Check the entries below for lines with "item"; report only how many there are.

___

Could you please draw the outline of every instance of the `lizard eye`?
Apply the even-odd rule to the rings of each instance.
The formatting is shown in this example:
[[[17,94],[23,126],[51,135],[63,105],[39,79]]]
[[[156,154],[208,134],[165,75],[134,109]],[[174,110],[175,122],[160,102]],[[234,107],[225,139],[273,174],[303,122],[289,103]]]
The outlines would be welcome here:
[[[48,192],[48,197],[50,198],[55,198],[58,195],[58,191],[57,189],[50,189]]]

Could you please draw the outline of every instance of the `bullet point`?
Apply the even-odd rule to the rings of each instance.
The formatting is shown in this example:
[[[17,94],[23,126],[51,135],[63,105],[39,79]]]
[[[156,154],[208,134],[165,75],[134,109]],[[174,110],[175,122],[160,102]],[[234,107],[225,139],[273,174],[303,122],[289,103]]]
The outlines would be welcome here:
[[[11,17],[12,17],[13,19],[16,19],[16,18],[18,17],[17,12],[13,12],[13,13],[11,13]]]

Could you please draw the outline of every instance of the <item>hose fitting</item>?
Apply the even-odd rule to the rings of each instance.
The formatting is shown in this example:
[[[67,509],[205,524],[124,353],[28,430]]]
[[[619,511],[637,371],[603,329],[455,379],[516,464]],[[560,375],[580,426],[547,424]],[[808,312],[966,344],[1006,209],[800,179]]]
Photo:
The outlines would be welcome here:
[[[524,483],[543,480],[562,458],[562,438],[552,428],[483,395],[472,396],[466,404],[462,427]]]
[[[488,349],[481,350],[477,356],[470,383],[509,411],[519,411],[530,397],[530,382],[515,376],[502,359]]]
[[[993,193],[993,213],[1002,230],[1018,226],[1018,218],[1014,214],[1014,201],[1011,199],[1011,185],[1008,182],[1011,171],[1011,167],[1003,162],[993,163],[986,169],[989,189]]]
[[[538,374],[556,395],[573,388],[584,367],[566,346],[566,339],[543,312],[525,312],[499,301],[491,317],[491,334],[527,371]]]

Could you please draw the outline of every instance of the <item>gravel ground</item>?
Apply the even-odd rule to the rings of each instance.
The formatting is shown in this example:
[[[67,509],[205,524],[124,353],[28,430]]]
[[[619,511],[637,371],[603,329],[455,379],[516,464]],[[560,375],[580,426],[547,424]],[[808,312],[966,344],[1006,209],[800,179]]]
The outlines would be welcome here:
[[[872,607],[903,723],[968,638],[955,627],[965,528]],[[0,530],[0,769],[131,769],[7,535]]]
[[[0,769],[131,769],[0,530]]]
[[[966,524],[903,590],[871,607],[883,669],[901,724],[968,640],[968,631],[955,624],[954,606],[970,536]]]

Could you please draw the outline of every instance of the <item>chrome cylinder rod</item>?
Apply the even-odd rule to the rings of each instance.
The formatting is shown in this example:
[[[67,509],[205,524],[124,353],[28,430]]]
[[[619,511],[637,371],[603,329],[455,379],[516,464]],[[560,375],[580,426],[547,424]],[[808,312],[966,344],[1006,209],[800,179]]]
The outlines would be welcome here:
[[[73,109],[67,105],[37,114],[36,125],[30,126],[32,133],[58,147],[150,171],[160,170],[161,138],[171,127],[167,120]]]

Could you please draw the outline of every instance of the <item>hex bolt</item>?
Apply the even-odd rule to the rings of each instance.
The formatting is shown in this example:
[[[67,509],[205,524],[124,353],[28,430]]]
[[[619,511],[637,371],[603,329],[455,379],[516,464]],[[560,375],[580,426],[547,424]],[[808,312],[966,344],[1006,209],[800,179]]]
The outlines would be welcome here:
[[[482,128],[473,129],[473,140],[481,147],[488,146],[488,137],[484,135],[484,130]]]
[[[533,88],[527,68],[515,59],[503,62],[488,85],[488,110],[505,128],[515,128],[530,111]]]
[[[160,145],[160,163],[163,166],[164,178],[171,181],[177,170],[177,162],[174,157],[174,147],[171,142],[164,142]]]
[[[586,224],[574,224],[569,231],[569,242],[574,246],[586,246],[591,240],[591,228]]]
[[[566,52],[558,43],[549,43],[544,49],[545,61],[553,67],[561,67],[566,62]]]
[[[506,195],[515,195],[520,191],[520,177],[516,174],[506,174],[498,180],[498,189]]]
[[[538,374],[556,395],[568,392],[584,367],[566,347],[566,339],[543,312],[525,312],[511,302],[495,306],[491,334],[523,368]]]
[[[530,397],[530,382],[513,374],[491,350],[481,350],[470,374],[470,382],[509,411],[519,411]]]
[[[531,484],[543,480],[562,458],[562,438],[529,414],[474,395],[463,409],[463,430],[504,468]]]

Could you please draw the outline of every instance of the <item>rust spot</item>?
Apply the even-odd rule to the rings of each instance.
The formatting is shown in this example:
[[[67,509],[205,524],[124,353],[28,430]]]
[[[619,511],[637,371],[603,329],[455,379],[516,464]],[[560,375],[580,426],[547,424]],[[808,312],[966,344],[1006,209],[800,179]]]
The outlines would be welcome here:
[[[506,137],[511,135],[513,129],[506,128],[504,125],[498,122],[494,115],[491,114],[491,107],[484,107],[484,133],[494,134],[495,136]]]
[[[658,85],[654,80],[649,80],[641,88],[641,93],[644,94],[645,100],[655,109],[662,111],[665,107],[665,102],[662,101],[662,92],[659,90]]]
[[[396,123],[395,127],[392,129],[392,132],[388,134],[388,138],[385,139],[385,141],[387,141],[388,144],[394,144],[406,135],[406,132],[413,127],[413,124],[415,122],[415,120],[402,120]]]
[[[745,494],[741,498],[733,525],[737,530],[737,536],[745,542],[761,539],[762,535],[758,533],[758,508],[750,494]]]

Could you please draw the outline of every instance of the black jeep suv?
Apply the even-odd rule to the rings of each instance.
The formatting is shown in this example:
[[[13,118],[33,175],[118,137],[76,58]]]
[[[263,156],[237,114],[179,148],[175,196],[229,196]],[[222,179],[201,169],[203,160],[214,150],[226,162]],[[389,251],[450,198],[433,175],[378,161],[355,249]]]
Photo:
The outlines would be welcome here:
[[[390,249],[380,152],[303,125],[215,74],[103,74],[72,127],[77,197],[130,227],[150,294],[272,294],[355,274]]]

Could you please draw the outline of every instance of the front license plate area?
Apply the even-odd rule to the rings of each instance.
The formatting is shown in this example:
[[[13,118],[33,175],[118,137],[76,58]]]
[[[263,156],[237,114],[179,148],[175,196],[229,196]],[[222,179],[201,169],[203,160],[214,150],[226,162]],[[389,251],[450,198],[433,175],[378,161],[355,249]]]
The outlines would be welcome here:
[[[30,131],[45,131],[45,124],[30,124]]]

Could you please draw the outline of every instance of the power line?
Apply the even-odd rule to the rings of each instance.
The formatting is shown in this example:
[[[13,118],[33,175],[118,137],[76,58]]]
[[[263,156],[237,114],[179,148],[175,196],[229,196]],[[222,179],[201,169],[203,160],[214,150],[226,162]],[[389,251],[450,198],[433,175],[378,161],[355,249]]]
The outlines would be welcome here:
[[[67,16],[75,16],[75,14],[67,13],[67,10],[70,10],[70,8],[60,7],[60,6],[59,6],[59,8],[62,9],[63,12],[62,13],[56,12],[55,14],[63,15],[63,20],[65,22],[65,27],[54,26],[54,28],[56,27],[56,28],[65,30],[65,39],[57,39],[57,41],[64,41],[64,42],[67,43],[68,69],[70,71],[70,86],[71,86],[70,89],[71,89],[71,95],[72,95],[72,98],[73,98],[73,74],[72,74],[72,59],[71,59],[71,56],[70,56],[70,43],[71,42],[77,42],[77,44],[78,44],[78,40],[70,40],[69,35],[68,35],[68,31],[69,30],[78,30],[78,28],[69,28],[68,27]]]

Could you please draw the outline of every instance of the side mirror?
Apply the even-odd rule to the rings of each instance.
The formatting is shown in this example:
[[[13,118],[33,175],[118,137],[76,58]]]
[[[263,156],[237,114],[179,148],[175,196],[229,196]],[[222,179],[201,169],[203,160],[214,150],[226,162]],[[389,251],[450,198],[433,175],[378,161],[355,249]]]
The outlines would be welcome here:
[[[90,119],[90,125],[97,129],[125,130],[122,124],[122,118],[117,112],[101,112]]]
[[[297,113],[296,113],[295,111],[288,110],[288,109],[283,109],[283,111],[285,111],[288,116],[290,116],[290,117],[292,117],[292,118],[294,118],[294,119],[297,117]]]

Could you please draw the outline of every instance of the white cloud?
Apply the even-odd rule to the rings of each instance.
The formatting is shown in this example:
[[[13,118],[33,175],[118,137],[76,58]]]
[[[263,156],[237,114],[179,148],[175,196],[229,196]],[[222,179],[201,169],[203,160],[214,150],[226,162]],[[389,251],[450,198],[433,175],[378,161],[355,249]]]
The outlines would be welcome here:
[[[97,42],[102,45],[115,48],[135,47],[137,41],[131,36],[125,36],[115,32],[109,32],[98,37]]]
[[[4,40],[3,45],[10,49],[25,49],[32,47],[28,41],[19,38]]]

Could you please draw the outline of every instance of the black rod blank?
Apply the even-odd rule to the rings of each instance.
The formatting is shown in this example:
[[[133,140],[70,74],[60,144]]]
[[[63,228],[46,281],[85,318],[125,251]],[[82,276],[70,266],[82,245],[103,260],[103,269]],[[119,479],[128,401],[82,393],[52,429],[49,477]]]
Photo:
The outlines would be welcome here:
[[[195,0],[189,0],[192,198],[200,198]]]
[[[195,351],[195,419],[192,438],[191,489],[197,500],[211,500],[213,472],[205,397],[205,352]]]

___

Solution to the exercise → 5